*** THE DATA Section Begins ***

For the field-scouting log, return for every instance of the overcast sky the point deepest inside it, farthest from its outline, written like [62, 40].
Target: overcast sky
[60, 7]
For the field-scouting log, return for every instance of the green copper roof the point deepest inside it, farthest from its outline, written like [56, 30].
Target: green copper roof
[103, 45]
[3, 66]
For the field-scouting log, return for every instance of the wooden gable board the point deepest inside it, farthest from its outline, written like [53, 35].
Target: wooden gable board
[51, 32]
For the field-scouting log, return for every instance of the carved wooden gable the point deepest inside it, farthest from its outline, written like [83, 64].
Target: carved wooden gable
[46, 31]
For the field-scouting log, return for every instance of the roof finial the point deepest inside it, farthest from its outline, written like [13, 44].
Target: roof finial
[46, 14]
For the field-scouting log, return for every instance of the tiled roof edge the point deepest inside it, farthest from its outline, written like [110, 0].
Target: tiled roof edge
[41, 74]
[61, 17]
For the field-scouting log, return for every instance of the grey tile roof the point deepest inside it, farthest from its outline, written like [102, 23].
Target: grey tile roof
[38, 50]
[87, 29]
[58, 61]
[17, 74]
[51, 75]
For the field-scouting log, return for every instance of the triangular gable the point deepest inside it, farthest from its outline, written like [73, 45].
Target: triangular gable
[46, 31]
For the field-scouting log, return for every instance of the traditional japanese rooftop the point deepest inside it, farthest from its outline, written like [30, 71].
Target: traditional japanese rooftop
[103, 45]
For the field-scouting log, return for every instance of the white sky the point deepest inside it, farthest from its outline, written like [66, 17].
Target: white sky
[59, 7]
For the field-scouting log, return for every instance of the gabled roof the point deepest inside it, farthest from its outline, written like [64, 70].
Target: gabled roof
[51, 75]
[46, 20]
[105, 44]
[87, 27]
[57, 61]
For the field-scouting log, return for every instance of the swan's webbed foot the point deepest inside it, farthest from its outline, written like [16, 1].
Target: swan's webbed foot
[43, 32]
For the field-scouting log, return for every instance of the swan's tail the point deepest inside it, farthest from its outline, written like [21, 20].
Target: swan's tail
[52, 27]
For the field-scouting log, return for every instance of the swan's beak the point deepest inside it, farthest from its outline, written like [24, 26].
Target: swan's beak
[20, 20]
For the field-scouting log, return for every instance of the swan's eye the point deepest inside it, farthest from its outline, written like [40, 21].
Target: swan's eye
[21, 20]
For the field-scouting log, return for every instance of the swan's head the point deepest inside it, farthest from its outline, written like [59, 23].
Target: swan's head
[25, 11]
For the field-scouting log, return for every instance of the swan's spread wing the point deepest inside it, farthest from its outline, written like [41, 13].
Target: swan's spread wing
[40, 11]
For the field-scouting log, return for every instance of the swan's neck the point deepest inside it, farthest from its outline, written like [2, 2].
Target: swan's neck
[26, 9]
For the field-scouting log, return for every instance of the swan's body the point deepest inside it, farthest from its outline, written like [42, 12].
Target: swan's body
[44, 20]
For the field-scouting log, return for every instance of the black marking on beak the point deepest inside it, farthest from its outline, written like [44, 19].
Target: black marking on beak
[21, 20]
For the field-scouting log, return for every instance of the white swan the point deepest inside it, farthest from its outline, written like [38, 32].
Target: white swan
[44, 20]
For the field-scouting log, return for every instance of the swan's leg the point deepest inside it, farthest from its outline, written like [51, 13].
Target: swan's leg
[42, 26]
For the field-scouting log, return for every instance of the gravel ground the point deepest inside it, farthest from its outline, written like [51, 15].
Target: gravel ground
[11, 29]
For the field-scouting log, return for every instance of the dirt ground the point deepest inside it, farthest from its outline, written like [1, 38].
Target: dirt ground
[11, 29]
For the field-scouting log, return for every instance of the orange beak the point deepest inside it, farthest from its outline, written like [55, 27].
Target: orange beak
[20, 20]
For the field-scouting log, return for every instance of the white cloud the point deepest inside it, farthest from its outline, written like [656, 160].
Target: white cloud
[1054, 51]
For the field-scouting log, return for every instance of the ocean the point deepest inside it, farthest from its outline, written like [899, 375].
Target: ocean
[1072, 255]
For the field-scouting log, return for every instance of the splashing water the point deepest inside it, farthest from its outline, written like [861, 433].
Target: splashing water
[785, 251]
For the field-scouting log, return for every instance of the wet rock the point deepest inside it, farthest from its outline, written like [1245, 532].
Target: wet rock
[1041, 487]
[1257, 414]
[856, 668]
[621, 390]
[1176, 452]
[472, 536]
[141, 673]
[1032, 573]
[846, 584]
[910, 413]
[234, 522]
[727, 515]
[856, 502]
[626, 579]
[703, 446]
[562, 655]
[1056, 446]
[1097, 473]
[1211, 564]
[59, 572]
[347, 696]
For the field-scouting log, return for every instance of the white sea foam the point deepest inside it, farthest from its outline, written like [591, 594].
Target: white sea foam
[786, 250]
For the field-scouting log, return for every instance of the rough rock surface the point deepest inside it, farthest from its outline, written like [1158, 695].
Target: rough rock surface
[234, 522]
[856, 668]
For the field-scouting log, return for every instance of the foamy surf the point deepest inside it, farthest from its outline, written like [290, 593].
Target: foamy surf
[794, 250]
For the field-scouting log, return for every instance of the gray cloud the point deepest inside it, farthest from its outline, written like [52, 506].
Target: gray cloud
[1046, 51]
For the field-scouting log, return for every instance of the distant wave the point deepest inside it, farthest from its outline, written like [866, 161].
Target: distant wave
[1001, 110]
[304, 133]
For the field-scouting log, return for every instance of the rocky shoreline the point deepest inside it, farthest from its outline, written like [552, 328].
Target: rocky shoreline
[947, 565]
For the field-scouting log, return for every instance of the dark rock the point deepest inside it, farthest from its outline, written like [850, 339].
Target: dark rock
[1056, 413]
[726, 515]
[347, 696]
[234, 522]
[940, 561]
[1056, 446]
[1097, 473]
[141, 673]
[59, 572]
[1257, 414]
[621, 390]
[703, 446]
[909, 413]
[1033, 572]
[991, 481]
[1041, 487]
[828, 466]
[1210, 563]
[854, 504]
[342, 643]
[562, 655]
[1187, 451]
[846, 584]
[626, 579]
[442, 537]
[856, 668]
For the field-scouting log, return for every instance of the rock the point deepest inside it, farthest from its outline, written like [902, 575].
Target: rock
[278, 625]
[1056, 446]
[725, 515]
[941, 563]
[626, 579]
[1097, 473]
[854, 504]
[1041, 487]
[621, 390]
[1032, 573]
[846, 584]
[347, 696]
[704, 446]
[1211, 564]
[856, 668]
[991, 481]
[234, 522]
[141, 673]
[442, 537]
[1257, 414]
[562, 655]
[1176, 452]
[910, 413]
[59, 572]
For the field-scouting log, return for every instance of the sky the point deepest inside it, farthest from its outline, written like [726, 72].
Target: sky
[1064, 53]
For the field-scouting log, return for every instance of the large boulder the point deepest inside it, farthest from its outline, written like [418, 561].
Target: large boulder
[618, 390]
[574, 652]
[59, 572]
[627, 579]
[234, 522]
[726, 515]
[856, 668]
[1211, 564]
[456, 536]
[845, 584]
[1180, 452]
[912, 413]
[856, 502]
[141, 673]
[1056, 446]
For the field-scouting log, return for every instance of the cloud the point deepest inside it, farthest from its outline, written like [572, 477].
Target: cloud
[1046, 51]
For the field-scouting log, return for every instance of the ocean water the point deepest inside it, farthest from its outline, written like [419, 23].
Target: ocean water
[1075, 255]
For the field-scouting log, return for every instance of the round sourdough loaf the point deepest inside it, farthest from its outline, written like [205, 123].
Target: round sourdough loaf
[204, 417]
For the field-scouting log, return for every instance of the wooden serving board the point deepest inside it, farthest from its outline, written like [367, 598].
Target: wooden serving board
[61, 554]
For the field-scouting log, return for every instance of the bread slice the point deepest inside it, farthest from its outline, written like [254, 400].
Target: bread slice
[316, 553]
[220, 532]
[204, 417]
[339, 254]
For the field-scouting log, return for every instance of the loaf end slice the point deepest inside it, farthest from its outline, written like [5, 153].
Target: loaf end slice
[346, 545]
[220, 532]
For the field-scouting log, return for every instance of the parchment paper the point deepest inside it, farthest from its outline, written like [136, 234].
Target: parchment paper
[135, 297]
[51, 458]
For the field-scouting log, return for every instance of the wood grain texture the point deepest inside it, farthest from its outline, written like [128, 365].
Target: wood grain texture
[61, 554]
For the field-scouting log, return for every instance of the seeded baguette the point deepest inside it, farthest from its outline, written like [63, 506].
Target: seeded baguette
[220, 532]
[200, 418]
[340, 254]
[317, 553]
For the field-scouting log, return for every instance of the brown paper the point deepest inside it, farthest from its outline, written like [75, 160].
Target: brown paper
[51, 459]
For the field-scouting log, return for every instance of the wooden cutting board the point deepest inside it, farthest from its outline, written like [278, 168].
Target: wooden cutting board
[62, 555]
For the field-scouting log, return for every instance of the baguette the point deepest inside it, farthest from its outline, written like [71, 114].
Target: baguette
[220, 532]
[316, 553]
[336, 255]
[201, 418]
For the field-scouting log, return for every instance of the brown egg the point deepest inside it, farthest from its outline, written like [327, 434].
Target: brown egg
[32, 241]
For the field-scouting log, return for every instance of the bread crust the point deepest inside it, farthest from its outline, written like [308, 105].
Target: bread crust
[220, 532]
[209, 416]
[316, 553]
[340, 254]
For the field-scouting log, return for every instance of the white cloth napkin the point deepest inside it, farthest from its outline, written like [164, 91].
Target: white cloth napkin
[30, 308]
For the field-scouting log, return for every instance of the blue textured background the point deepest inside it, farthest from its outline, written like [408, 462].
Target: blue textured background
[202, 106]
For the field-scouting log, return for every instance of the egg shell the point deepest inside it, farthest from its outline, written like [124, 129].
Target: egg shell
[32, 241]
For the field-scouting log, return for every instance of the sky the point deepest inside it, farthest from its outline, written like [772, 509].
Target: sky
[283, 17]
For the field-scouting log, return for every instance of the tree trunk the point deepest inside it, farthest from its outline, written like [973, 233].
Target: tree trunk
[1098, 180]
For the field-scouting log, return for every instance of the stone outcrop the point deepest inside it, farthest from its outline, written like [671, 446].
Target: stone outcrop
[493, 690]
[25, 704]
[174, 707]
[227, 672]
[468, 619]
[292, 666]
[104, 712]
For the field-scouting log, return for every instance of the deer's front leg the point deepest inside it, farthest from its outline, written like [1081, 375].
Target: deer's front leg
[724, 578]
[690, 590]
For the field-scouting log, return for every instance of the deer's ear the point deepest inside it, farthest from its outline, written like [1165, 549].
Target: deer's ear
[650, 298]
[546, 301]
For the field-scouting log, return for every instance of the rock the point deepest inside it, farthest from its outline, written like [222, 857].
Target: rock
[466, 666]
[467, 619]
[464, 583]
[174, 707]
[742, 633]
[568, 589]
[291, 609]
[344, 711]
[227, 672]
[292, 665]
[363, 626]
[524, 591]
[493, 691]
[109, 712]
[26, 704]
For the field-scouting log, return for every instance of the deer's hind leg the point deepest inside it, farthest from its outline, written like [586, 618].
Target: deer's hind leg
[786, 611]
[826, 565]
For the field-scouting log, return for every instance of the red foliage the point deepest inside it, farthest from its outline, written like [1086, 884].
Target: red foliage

*** THE DATA Section Ends ***

- DIRECTIONS
Write out only the lines that run from the line containing "like [16, 1]." through the line containing "like [41, 13].", both included, exactly as they appear above.

- TASK RESPONSE
For the field-scouting log, return for every instance of the swan's webbed foot the point deepest inside it, farthest from its outline, written like [16, 1].
Target: swan's webbed foot
[43, 32]
For the field-scouting log, return for every instance of the swan's tail the point deepest inside it, farthest from its outline, written like [21, 20].
Target: swan's tail
[52, 27]
For the field-scouting log, return for every instance of the swan's beak the point deepest inside it, farthest from its outline, written like [24, 26].
Target: swan's beak
[20, 20]
For the field-scouting log, return for every instance of the swan's eye the point deepest inside it, farthest from its outline, written like [40, 21].
Target: swan's eye
[21, 20]
For the field-scouting log, return for every instance of the swan's head the point deepest inside it, farthest from its outline, written like [59, 23].
Target: swan's head
[25, 11]
For the field-scouting log, return for every instance of the swan's spread wing the point deepest inside it, farthest from its outline, written like [41, 13].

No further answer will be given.